R (Bridges and Ram) v Justices of Armagh
Jurisdiction | Ireland |
Court | Queen's Bench Division (Ireland) |
Judgment Date | 03 December 1896 |
Date | 03 December 1896 |
Q. B. Div
CASES
DETERMINED BY
THE QUEEN'S BENCH AND EXCHEQUER DIVISIONS
OF
THE HIGH COURT OF JUSTICE IN IRELAND,
AND BY
THE IRISH LAND COMMISSION,
AND ON APPEAL THEREFROM IN
THE COURT OF APPEAL,
AND BY
THE COURT FOR CROWN CASES RESERVED.
1897.
Summary jurisdiction—Order — “Dismiss” — Appeal to Quarter Sessions — Game Act (27 Geo. 3, c. 35, Ireland) — Petty Sessions (Ireland) Act (14 & 15 Vict. c. 93), s. 21
In a prosecution under the Game Act, 2 Geo. 3, c. 35 (Ir.), if the case he dismissed, the Justices' order at Petty Sessions should state whether the dismiss is on the merits or without prejudice, and an order of “Dismissed,” simply, is wrong; but the party aggrieved still has his right of appeal therefrom to Quarter Sessions.
In a prosecution for trespass in pursuit of game, the Justices entered their order on the Order Book as “Dismissed,” and refused to add “on the merits,' or “without prejudice.” The prosecutors appealed to Quarter Sessions, and there, at their own request, had the appeal struck out, as being from a bad order and untenable. They subsequently brought a second prosecution in respect of the same offence, and, on the Justices refusing to entertain it, applied for a mandamus to compel them to do so. The Court refused to grant the writ under the circumstances of the case, the prosecutors having had another remedy which they had adopted and then, of their own motion, had abandoned.
Mandamus. This was a motion to make absolute a conditional order dated 28th October, 1896, for a writ of mandamus, directed to the Justices of county Armagh, commanding them to enter continuances and to hear and determine, according to law, the matter of a complaint for trespass in pursuit of game (2), at the suit of N. Bridges and S. A. Ram, against T. M'Reynolds and T. M'Court, which had come on for hearing before the Justices at Petty Sessions at Portadown, on the 27th July, 1896.

**STORED DATA:**
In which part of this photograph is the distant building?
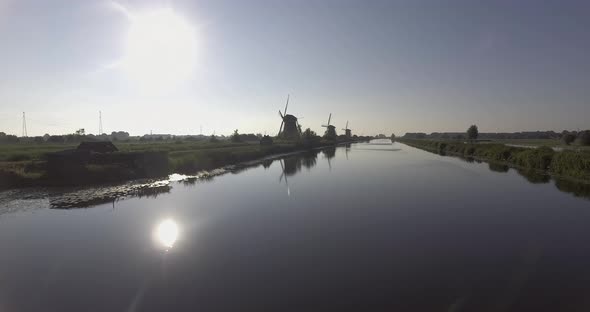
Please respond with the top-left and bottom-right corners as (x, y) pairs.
(76, 141), (119, 153)
(143, 134), (173, 140)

**SET TASK A:** Reproduce the Armagh case report between "Mandamus. This was" and "27th July, 1896.", inclusive, swapping "Portadown" for "Lurgan".
**SET TASK B:** According to the Armagh case report, what was the date of the conditional order for the writ of mandamus?

**WRITTEN REPLY A:**
Mandamus. This was a motion to make absolute a conditional order dated 28th October, 1896, for a writ of mandamus, directed to the Justices of county Armagh, commanding them to enter continuances and to hear and determine, according to law, the matter of a complaint for trespass in pursuit of game (2), at the suit of N. Bridges and S. A. Ram, against T. M'Reynolds and T. M'Court, which had come on for hearing before the Justices at Petty Sessions at Lurgan, on the 27th July, 1896.

**WRITTEN REPLY B:** 28th October, 1896